> Activity:
Please show every line in the entries below that includes the word "wall".

══════

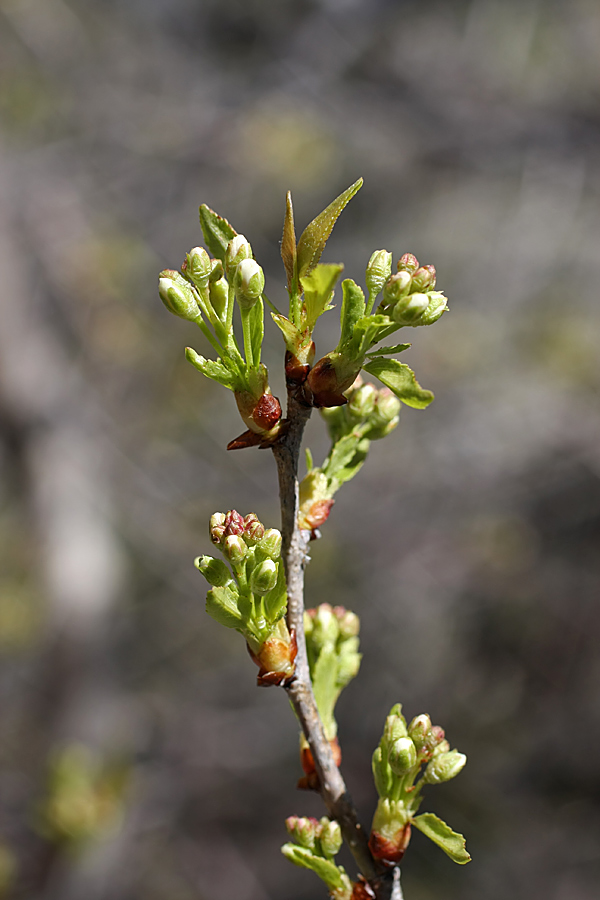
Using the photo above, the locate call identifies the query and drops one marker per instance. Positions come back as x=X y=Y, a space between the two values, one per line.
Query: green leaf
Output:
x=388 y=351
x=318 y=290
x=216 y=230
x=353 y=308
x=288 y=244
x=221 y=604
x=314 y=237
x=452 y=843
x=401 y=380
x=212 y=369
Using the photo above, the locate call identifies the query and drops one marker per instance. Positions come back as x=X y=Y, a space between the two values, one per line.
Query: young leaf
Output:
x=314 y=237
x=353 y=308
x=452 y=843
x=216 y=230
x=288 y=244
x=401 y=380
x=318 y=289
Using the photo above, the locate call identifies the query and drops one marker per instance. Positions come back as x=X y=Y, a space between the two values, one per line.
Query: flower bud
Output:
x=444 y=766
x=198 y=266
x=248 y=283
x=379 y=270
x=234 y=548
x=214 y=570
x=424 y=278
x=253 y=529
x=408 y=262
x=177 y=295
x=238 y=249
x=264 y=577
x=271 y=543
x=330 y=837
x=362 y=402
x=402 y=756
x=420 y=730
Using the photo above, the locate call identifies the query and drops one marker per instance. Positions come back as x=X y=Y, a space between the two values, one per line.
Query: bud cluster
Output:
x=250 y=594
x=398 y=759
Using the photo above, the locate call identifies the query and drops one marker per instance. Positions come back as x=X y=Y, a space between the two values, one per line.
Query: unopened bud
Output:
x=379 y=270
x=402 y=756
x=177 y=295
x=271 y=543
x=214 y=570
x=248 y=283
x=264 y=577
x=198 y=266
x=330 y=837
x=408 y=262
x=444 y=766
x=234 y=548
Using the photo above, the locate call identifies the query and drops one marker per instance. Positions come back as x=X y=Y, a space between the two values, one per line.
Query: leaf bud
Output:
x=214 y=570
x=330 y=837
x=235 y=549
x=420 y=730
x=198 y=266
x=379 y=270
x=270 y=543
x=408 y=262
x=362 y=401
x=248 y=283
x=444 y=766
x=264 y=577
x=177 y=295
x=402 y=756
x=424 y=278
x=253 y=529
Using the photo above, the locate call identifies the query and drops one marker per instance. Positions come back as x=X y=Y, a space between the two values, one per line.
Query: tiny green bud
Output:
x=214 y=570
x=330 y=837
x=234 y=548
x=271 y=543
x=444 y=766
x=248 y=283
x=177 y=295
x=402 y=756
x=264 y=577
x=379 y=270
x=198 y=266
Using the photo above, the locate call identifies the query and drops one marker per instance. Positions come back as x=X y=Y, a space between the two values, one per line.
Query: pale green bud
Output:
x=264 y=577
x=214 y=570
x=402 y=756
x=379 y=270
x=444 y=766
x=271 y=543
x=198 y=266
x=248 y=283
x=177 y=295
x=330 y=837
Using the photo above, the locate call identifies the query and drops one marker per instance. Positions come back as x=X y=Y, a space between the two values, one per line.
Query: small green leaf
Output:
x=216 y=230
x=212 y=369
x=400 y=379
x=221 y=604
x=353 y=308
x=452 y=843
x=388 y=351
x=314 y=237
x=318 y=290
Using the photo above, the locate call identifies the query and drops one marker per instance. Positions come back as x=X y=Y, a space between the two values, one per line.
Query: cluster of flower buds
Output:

══════

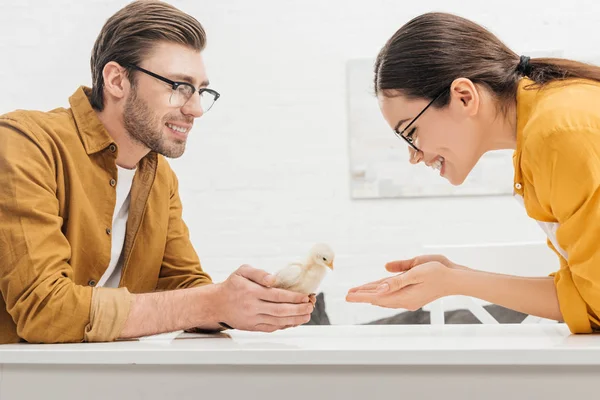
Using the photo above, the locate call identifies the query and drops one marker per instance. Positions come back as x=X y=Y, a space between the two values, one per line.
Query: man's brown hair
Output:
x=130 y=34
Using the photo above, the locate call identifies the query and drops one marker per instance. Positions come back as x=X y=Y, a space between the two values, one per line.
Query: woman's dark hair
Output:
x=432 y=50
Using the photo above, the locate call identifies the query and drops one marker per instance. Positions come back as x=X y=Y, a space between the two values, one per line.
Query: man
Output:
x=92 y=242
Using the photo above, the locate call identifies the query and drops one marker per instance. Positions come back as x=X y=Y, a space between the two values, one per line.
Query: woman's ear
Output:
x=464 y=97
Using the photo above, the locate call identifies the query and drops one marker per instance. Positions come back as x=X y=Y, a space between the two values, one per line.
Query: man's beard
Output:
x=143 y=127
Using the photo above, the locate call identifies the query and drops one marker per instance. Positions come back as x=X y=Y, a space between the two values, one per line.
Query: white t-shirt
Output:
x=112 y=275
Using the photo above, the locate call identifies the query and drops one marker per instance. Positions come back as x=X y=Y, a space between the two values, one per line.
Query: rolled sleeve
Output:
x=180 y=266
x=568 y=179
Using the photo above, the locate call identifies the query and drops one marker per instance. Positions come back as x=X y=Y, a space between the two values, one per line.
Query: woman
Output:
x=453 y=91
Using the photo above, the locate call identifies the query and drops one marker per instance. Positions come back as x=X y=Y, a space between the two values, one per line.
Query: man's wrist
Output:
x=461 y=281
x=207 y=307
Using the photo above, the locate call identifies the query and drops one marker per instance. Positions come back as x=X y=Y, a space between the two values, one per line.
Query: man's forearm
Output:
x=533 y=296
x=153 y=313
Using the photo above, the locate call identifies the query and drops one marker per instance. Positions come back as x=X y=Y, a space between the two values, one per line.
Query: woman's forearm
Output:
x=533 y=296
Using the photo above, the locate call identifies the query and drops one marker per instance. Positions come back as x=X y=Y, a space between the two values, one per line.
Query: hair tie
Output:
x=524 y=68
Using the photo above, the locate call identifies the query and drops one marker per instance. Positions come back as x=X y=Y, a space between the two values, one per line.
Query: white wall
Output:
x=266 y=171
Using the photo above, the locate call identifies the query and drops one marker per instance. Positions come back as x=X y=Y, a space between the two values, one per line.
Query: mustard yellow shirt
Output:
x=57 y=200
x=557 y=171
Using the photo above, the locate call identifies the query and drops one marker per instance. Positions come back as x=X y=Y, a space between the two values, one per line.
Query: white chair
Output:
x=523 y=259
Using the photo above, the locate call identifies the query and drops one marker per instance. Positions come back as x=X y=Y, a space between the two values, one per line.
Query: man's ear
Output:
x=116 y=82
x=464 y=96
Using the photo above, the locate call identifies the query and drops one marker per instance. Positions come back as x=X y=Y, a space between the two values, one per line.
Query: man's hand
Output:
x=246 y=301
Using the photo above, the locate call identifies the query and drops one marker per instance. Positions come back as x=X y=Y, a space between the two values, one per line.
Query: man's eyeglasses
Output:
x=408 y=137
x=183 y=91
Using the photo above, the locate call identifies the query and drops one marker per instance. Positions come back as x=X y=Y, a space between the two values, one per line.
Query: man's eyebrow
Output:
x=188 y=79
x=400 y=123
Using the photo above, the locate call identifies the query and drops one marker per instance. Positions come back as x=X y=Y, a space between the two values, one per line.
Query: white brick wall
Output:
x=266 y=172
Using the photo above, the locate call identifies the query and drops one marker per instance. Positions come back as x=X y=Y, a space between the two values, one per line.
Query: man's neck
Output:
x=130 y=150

══════

> Task solution:
Query: white wall
Query: white brick wall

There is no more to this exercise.